**PAGE:**
....

Noting the statements made by the petitioner on social media, the Court stated that he was casting aspersions against the Court as the Court had not yet signed and uploaded the 17 April order, which had been pronounced in open court.

“The messages indicate that the petitioner has lost faith in this Court.”

The Court noted that the petitioner had posted yet another message on social media seeking public opinion on whether he should request the Court to issue notice to Rahul Gandhi and seek his personal appearance. He also stated that he fully believed in the Court and the Supreme Court.

The Court remarked that the first three messages indicated that he had cast aspersions on this Court, but thereafter, he sought a public opinion as to whether he should proceed with the matter before this Court.

Furthermore, the Court noted that on 17 April, the petitioner stated that he appreciated the judgment pronounced by the Court, and the same was reported in the Times of India. The Court remarked, “The Courts do not get influenced by the appreciation of litigants. However, the messages quoted above, posted after passing of the order dated 17 April, amount to casting aspersions on this Court, and keeping those in consideration, I find it appropriate to recuse from hearing this case.”

On the aspect of Section 528 BNSS, the Court stated that it was pained to say that the petitioner had misled the Court about the legal position as to whether a notice is required to be issued to the proposed accused in a petition under Section 528 BNSS challenging an order rejecting an application under Section 173 (4) BNSS. The Court recorded in the 17 April order that this question was put to all the counsels appearing for the parties, including the Deputy Solicitor General of India (DSGI) and the government advocate assisted by the additional government advocate and other lawyers, and all of them categorically stated that there was no need to issue notice to Rahul Gandhi. However, the Court issued notice due to the decision in Jagannath Verma (supra).

The Court stated that though the aforesaid principle was laid down in the context of a revision under Section 397 CrPC, the petition under Section 528 BNSS also challenges the validity of an order rejecting an application under Section 173(4) BNSS, which is substantially akin to a revision and, therefore, the aforesaid principle laid down by the Full Bench in Jagannath Verma (supra) appeared to be applicable.

Rejecting the DSGI’s submission that he could not be faulted for not providing correct assistance to the Court on the question of law as the Union of India was a formal party, the Court stated that it can request assistance on a question of law from any of the counsels, and being officers of the Court, they should assist. The DSGI is a designated Senior Advocate, and the Court can certainly request assistance on a question of law. Moreover, the Court noted that when it had asked the question during the hearing, he had not declined to answer the question on the ground that he was not representing a contesting party. Rather, he had given a categorical answer that there was no requirement to issue notice to Rahul Gandhi.

....

Point placement listing:
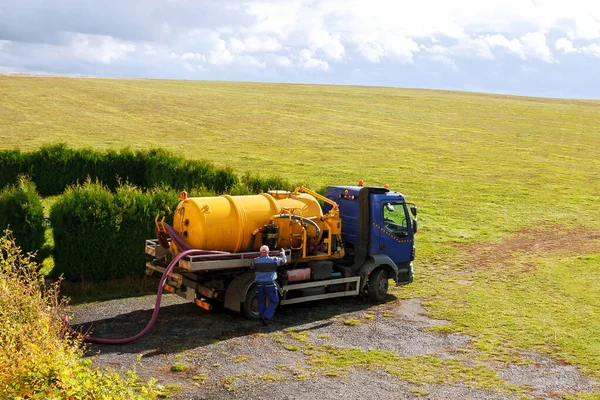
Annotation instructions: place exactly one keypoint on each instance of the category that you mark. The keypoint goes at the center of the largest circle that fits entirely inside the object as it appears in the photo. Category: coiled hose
(161, 285)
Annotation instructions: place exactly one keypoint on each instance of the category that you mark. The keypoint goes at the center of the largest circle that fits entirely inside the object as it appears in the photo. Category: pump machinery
(359, 239)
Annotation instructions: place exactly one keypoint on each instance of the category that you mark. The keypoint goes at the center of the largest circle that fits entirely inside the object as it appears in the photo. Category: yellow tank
(227, 223)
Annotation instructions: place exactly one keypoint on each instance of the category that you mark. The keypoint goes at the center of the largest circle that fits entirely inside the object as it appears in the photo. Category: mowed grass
(480, 167)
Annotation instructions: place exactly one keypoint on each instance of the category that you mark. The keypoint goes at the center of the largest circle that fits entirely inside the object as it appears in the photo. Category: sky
(524, 47)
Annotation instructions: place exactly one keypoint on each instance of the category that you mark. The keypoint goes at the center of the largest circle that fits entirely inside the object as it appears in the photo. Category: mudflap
(236, 291)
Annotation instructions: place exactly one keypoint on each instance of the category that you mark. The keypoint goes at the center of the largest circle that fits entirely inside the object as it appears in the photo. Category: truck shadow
(181, 327)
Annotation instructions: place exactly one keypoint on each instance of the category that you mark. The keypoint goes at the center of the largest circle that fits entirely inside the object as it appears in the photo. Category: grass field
(508, 188)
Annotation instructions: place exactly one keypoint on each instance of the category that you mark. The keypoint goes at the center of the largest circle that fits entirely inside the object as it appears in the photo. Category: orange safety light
(203, 304)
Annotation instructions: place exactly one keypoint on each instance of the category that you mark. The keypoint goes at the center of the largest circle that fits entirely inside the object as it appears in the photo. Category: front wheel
(378, 285)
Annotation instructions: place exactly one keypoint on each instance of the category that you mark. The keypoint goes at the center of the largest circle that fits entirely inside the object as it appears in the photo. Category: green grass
(416, 370)
(480, 168)
(179, 367)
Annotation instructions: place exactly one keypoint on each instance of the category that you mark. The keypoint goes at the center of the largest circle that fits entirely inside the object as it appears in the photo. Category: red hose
(161, 285)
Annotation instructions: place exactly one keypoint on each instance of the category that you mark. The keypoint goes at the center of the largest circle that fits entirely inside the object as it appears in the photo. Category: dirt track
(230, 357)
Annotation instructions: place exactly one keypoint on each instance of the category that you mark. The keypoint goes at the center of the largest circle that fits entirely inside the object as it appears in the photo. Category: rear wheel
(378, 285)
(250, 306)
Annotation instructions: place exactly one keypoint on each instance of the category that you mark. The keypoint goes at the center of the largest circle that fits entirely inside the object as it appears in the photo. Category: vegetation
(38, 359)
(21, 210)
(507, 187)
(55, 167)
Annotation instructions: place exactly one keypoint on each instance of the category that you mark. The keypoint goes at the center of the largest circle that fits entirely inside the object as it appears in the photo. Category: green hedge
(55, 167)
(21, 211)
(100, 235)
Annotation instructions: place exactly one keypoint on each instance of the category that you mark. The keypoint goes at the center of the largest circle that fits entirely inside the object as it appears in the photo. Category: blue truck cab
(378, 229)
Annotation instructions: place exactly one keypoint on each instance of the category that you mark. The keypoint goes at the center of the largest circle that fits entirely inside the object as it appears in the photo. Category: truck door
(394, 233)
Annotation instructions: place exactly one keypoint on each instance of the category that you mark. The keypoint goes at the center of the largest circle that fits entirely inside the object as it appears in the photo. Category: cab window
(394, 218)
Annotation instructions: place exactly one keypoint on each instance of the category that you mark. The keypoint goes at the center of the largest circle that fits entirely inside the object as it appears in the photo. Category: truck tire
(378, 285)
(250, 306)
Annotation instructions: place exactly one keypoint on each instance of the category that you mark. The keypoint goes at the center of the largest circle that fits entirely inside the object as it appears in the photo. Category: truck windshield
(394, 218)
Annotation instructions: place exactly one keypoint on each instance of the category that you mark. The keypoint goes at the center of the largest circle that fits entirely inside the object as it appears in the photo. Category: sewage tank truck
(361, 237)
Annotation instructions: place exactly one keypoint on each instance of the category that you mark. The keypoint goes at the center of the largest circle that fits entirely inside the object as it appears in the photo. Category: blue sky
(525, 47)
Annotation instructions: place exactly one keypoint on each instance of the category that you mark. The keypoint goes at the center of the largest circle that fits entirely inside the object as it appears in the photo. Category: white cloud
(313, 37)
(103, 49)
(529, 46)
(307, 61)
(566, 46)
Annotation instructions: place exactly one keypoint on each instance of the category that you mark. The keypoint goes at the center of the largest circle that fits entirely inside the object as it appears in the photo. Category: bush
(13, 165)
(100, 235)
(55, 167)
(37, 358)
(22, 211)
(257, 184)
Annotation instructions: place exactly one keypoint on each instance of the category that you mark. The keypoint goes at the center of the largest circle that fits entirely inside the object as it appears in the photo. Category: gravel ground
(229, 357)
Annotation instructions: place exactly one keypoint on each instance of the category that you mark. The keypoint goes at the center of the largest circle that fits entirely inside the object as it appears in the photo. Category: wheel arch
(374, 262)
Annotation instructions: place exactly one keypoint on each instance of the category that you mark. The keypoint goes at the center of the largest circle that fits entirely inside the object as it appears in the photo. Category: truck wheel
(250, 306)
(378, 285)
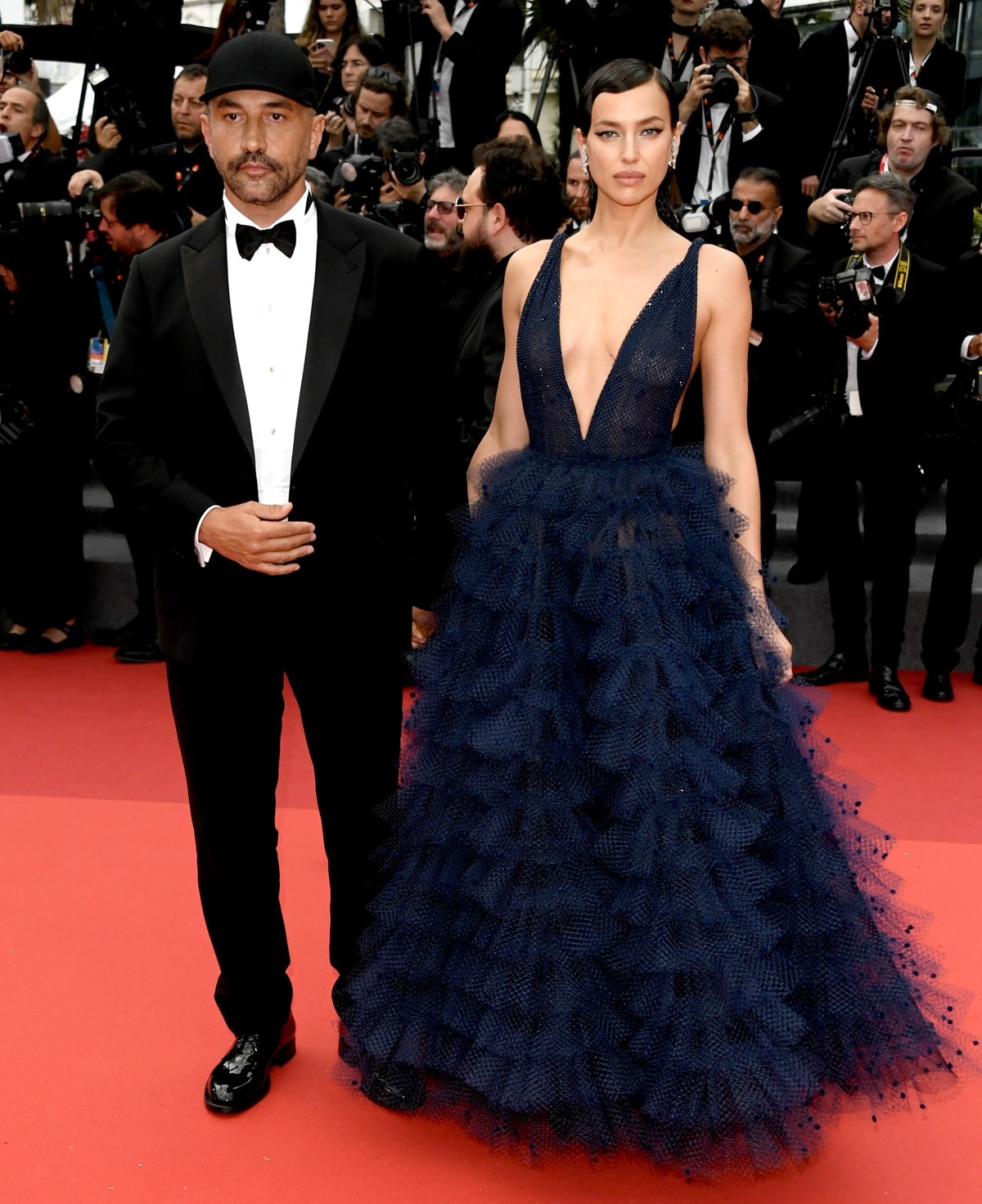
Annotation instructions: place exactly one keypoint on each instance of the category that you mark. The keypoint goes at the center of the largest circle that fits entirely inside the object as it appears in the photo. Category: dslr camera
(854, 295)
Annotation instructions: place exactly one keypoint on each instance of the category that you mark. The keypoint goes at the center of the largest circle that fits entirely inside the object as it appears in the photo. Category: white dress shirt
(462, 16)
(270, 298)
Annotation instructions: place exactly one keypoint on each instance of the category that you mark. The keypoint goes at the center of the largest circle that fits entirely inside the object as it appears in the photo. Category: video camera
(120, 109)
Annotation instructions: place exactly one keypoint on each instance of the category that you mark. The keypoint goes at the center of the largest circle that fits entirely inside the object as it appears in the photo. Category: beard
(267, 189)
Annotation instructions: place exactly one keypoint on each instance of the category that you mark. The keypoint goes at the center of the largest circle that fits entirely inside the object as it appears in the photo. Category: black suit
(765, 150)
(175, 438)
(818, 97)
(480, 355)
(481, 56)
(940, 229)
(944, 74)
(782, 280)
(881, 449)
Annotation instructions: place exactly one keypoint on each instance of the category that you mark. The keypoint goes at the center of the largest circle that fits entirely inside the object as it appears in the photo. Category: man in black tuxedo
(885, 375)
(827, 64)
(719, 139)
(511, 199)
(229, 411)
(780, 357)
(912, 133)
(468, 48)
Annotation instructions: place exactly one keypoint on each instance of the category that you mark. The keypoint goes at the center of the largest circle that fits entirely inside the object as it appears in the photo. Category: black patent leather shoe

....

**SET PROBLEM:**
Answer these questions from the court report above:
1. Which newspaper reported the petitioner's appreciation of the 17 April judgment?
2. In the context of what kind of proceeding was the principle in Jagannath Verma laid down?
3. What designation does the DSGI hold?

**IN RESPONSE:**
1. The Times of India
2. A revision under Section 397 CrPC
3. Senior Advocate